Dataset excerpt:
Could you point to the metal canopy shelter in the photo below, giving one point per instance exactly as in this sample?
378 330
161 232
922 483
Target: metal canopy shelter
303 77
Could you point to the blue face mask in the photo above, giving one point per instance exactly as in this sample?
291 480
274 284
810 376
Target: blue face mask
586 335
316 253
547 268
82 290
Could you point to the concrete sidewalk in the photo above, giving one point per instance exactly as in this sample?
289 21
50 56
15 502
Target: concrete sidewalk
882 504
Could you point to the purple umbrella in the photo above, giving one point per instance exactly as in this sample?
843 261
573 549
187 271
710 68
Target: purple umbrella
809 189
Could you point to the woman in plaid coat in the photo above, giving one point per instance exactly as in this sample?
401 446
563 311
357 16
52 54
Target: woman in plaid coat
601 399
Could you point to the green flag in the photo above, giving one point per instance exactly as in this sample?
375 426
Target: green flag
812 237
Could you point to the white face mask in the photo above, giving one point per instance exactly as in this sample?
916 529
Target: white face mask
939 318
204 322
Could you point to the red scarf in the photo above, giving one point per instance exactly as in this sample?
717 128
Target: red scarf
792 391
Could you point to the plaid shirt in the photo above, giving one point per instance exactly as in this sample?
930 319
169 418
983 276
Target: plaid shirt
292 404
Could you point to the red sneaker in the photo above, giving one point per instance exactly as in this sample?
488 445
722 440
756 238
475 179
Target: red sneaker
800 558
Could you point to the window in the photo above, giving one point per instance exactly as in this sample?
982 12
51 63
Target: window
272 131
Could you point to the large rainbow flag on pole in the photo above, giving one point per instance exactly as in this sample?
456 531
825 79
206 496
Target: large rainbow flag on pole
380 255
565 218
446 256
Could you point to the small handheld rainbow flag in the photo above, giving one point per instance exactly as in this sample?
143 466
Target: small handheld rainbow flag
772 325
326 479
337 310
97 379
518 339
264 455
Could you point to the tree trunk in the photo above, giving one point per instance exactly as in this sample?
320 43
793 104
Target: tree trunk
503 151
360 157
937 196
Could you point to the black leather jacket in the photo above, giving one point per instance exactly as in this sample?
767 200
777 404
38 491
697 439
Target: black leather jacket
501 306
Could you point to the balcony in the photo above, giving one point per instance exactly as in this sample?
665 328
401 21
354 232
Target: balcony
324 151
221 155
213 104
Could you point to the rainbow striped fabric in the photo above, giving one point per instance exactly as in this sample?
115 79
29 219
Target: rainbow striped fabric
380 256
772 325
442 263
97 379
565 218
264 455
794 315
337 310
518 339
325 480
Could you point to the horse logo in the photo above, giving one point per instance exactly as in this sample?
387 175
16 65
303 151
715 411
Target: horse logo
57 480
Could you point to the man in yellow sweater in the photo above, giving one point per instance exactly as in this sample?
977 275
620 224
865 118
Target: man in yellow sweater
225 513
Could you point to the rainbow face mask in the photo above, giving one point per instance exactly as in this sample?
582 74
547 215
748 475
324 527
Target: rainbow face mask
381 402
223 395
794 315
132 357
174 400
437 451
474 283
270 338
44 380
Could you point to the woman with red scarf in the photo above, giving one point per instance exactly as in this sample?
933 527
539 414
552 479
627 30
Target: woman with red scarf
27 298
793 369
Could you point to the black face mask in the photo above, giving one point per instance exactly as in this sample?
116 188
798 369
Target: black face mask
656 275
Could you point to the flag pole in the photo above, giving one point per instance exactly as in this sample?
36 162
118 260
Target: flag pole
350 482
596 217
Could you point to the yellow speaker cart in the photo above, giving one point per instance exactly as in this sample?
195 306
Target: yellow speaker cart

Task statement:
Can you reproduce every one of the rows above, substituting "marking each instance with a single point" for "giving one point per instance" and leaving everything else unchanged?

Solution to this task:
Could you point to the metal canopy shelter in the photo below, marking each instance with a single point exactly as in this sample?
378 330
161 232
922 483
Target: metal canopy shelter
303 77
Could you point to the blue face mask in the photo above, marking each instance with a single point exactly as in this sample?
291 480
274 284
810 376
Target: blue face mask
586 335
316 253
547 268
82 290
Could you point to the concrete sidewalk in the photo above, marking each instance with a single point exactly as in this sample?
289 21
50 56
15 502
Target: concrete sidewalk
882 504
Could you point to the purple umbrella in the photo above, marking each instance with a single point exactly as in this sample?
843 261
573 549
187 271
710 68
Target: purple umbrella
809 189
Could you point to the woman in plaid coat in the photo above, marking each instance with a single point exactly as in this sample?
401 446
563 311
357 16
52 54
Target: woman in plaid coat
601 399
Could you point to the green flag in the photo above, marking each instance with a single point exactly as in this sample?
375 426
Target: green flag
812 237
Could you point to the white face mask in the photo above, marking each instance with a single point exactly as in this sample?
916 529
Target: white face mask
939 318
204 322
Could you point to the red scarf in the photo above, marking each instance with a single point exactly as in this sample?
717 128
Target: red scarf
792 391
Could you point to the plaid shirt in the photo above, marking each instance with a single point exactly as in this sample?
930 319
169 418
983 276
Target: plaid shirt
292 404
Could you point to the red sneaker in the photo above, marking each instance with a single point exactly as in this sample?
488 445
722 440
756 238
475 179
Target: red sneaker
800 558
Could you point to the window in the photo above, marking each instance with a single point exactly as in this sample?
982 12
51 63
Target: window
272 131
Could you point to the large rainbow flag on pole in the photo above, marking each instance with a single point exactly as in this sample?
456 531
825 79
206 496
Target: large rainbow flag on pole
380 255
565 218
446 256
Could you point to the small handheld rainbow flag in the photo above, marking each instance with a single point exactly as in this sample?
143 466
Target: small handheld rainbow flag
772 325
326 479
337 310
97 379
518 339
264 455
Could you point to the tree trunk in the photo above, marking each instance with a single point exactly as in this sample?
320 43
793 104
Target: tree trunk
503 151
360 157
937 196
Could you point to the black leather jacket in the photo above, marking each instance with a single point exactly as in this sample?
767 200
777 404
38 491
697 439
Target: black leather jacket
501 306
Could you point to the balcony in the photo above, marking each instance with a single point exactly as in this sample?
665 328
401 21
354 232
Target: balcony
324 151
221 155
213 104
Could you point to the rainbow striped fabric in the photo above, marking each instance with a single point exactly as in this sample?
115 79
29 219
Target: rainbow striped fabric
380 256
772 325
442 263
97 379
565 218
264 455
794 315
337 310
518 339
325 480
Could you point to the horse logo in the photo above, marking each instance with a single point exactly as in this sample?
387 175
16 65
303 151
715 411
Target: horse logo
57 480
Could you point to the man in yellow sweater in the photo above, marking each instance with a single point exactly as in this sample?
977 275
620 224
865 118
Target: man in yellow sweater
225 513
Could you point to the rainbow face mask in the photo above, marking each instance with a single point exactly as in this sample?
582 74
547 215
748 475
324 527
Target: rainbow face mask
381 402
223 395
794 315
132 357
174 400
437 451
474 283
270 338
44 380
Could you point to the woman with red scarf in the photo above, marking each instance with a single point exactly as in this sample?
933 527
539 414
552 479
627 30
Target: woman with red scarf
27 298
793 369
Could you point to the black face mask in the photo above, marking each instance with a single point exactly as in this sample?
116 188
798 369
Target: black face mask
656 275
Could you point to the flag pole in the photo above, marking each instance with a single point exactly as in this sample?
36 162
118 260
Target: flag pole
350 482
596 217
Could you point to the yellow speaker cart in the photo above, marking each instance with a single point exactly as in this sample?
195 306
Target: yellow speaker cart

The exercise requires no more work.